TASK STATEMENT: Each line of the listing that includes the string "surface" needs to be located and copied.

RECORDS SHOWN:
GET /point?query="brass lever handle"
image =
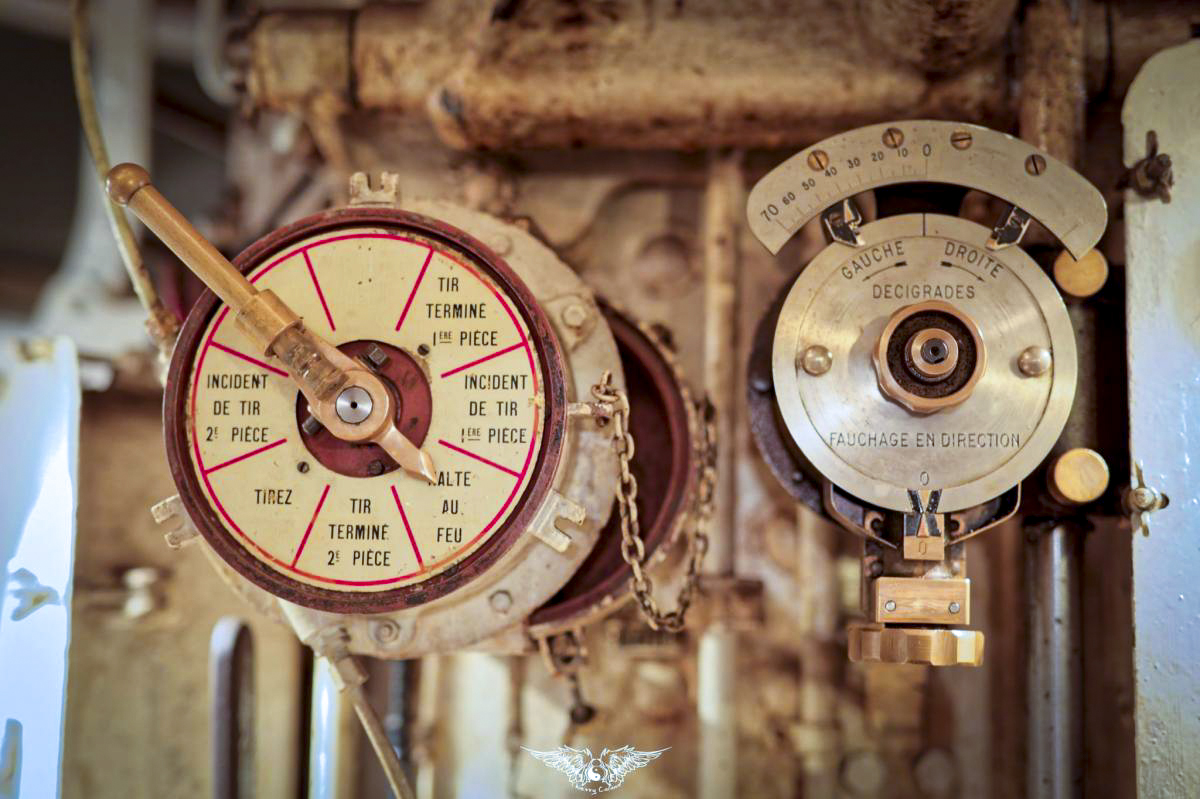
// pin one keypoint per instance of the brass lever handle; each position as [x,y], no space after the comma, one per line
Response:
[322,372]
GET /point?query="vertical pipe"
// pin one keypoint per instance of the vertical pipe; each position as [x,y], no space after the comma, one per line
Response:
[1055,728]
[816,733]
[232,690]
[1051,113]
[717,666]
[334,743]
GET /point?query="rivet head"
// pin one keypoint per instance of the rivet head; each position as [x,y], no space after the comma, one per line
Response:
[1033,361]
[384,631]
[1143,498]
[816,360]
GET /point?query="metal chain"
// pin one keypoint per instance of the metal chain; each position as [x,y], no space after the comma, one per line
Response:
[633,546]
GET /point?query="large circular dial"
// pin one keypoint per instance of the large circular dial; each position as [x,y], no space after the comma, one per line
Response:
[475,378]
[907,364]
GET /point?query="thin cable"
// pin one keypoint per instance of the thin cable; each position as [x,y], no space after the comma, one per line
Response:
[162,323]
[378,738]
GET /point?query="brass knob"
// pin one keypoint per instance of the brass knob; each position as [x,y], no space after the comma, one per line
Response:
[1078,476]
[929,356]
[931,646]
[1083,277]
[125,180]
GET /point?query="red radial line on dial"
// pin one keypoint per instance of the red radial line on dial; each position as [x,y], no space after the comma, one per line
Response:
[247,358]
[479,457]
[412,539]
[417,286]
[247,455]
[312,522]
[321,295]
[485,359]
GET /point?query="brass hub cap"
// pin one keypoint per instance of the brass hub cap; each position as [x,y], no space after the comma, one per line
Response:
[929,356]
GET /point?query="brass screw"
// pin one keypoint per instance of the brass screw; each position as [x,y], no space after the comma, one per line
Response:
[1033,361]
[816,360]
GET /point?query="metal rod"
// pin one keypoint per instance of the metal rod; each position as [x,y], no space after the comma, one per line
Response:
[378,737]
[717,667]
[163,324]
[334,742]
[232,679]
[1055,676]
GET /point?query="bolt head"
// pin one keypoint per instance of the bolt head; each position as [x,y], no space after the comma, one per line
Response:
[575,316]
[384,631]
[353,404]
[1033,361]
[1144,498]
[816,360]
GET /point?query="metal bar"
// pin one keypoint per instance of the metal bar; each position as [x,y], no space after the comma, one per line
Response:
[232,679]
[1162,252]
[334,743]
[717,668]
[1055,719]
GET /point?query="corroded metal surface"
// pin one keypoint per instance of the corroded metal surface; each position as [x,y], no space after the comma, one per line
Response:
[629,74]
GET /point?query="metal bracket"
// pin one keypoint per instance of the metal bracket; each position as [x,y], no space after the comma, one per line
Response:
[841,222]
[545,522]
[1011,228]
[388,193]
[171,511]
[1141,500]
[1152,175]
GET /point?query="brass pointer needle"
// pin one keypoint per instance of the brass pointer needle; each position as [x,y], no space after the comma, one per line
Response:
[345,396]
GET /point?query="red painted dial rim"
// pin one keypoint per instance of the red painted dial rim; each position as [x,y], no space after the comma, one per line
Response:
[208,521]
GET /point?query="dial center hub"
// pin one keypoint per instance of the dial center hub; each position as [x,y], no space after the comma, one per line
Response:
[403,378]
[929,356]
[354,404]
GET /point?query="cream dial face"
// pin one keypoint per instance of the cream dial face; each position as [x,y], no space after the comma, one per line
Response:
[871,445]
[471,391]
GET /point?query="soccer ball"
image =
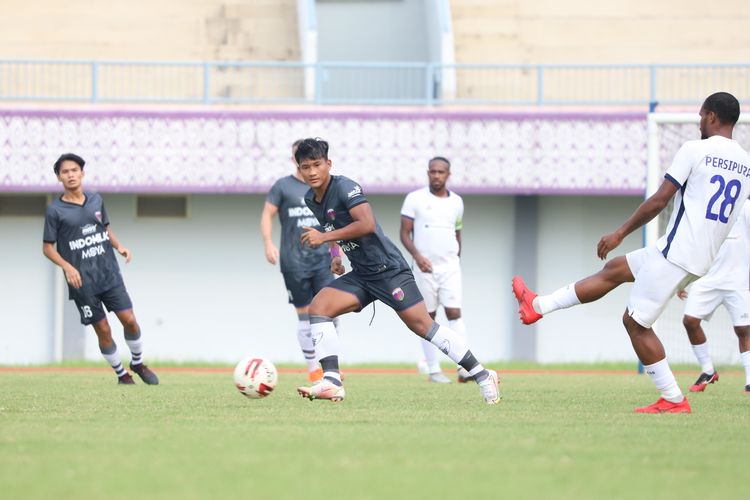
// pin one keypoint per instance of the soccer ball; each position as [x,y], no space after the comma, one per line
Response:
[255,377]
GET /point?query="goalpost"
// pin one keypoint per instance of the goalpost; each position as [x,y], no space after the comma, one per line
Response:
[666,133]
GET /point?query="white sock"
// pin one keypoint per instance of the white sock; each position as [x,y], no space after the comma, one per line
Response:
[664,380]
[457,325]
[704,359]
[304,337]
[559,299]
[135,344]
[112,355]
[431,356]
[455,347]
[745,357]
[326,342]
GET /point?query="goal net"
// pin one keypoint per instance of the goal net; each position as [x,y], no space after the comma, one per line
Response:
[666,133]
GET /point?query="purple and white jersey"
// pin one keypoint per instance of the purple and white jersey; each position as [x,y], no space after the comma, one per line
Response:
[80,234]
[713,177]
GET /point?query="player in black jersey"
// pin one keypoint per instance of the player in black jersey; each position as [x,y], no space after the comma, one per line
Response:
[78,238]
[379,272]
[305,270]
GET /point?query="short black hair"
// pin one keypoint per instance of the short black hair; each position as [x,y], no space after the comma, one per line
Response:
[68,157]
[439,158]
[725,105]
[311,149]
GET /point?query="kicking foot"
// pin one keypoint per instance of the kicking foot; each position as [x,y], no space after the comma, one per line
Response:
[703,380]
[525,298]
[490,388]
[323,390]
[462,375]
[438,378]
[664,406]
[315,375]
[145,373]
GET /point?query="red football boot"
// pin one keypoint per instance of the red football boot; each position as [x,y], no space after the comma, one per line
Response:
[664,406]
[703,380]
[525,298]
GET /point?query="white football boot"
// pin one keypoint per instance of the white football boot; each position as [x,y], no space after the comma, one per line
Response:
[323,389]
[490,388]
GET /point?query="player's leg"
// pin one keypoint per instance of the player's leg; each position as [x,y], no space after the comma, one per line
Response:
[299,288]
[655,283]
[452,345]
[342,296]
[451,296]
[117,300]
[92,313]
[428,286]
[738,305]
[701,303]
[614,273]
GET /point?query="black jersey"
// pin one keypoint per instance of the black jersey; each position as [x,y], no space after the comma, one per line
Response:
[288,194]
[371,254]
[80,233]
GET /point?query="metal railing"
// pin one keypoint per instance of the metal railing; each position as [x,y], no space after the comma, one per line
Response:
[368,82]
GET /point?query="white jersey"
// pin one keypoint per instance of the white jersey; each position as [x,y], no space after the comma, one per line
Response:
[713,177]
[731,269]
[436,220]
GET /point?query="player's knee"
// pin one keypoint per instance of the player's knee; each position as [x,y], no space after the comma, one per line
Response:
[690,323]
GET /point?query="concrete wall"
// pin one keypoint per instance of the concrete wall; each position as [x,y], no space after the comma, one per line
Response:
[202,289]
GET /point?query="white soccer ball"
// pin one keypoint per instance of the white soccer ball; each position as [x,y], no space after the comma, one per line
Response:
[255,377]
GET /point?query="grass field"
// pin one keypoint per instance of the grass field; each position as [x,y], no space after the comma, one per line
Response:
[75,434]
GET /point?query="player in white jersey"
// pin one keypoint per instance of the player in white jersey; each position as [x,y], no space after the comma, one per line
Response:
[431,223]
[711,178]
[726,283]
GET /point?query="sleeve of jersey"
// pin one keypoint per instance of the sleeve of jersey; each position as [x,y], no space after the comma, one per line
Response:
[274,195]
[50,225]
[682,165]
[105,217]
[351,194]
[407,209]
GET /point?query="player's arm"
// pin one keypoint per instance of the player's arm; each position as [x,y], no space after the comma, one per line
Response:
[337,264]
[266,231]
[406,234]
[363,223]
[643,214]
[72,276]
[118,246]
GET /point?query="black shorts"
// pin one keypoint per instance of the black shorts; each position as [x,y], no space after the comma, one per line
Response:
[303,285]
[91,306]
[397,289]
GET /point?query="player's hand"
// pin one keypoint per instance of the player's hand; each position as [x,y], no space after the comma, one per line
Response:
[337,266]
[272,253]
[125,253]
[423,263]
[608,243]
[73,277]
[312,237]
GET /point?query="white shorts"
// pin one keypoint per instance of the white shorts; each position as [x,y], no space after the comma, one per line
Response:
[440,287]
[702,301]
[656,281]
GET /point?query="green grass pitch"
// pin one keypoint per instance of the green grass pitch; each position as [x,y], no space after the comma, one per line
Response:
[77,435]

SOLUTION FOR THIS TASK:
GET /point?query="corroded metal surface"
// pin one keypoint per instance of the corroded metal surface; each position as [x,y], no space after the comma, one per line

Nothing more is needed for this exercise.